— START OF Excerpted text —

As Qatar’s leader – Emir Tamim bin Hamad Al Thani – prepares for a White House meeting with President Trump on Tuesday, Qatar’s lobbyists are warning Congress not to pass a sanctions bill that targets the Palestinian terrorist group Hamas and its supporters, including Qatar.
Yet despite their lobbying campaign against the bill, the Qataris continue to insist they do not support Hamas, which rules the Gaza Strip with an iron fist.
The bill in Congress that the Qataris oppose, titled the Palestinian International Terrorism Support Prevention Act, won unanimous approval in the House Foreign Affairs Committee in November. Qatar is working hard to prevent a vote in the full House because Qatari officials know the bill could have major consequences for the emirate if it became law.
The evidence of massive financial and other support by Qatar for Hamas is overwhelming and beyond dispute. In 2012, during former Emir Hamad bin Khalifa Al Thani’s historic visit to the Gaza Strip, Qatar pledged $400 million to the terrorist group.

— END OF Excerpted text —

Requirement ▸
Extend the passage on Qatar and the Hamas sanctions bill, beginning right after its final sentence.

— START OF Data lines —

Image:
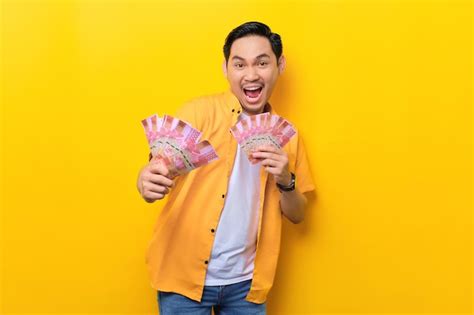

— END OF Data lines —

Answer to this exercise ▸
Two years later, Qatar attempted to funnel hundreds of millions of dollars to the Jordan-based Arab Bank to cover Hamas employees’ salaries – a transaction ultimately blocked by the U.S.
On top of all this, Qatari Emir Tamim called Ismail Haniyeh, the leader of Hamas’ Political Bureau, only days after the U.S. Treasury Department placed Haniyeh on its terrorist blacklist early this year. The call to Haniyeh was doubly surprising, since the Qataris are in the midst of a charm offensive designed to repair their tarnished reputation in Washington.
In January, then-Secretary of State Rex Tillerson and Secretary of Defense Jim Mattis hosted their Qatari counterparts in Washington for the first-ever U.S.-Qatari strategic dialogue. As the dialogue drew to a close, Qatar – isolated for the past 10 months by a blockade by its Arab neighbors – seemed triumphant and reassured of its position in Washington.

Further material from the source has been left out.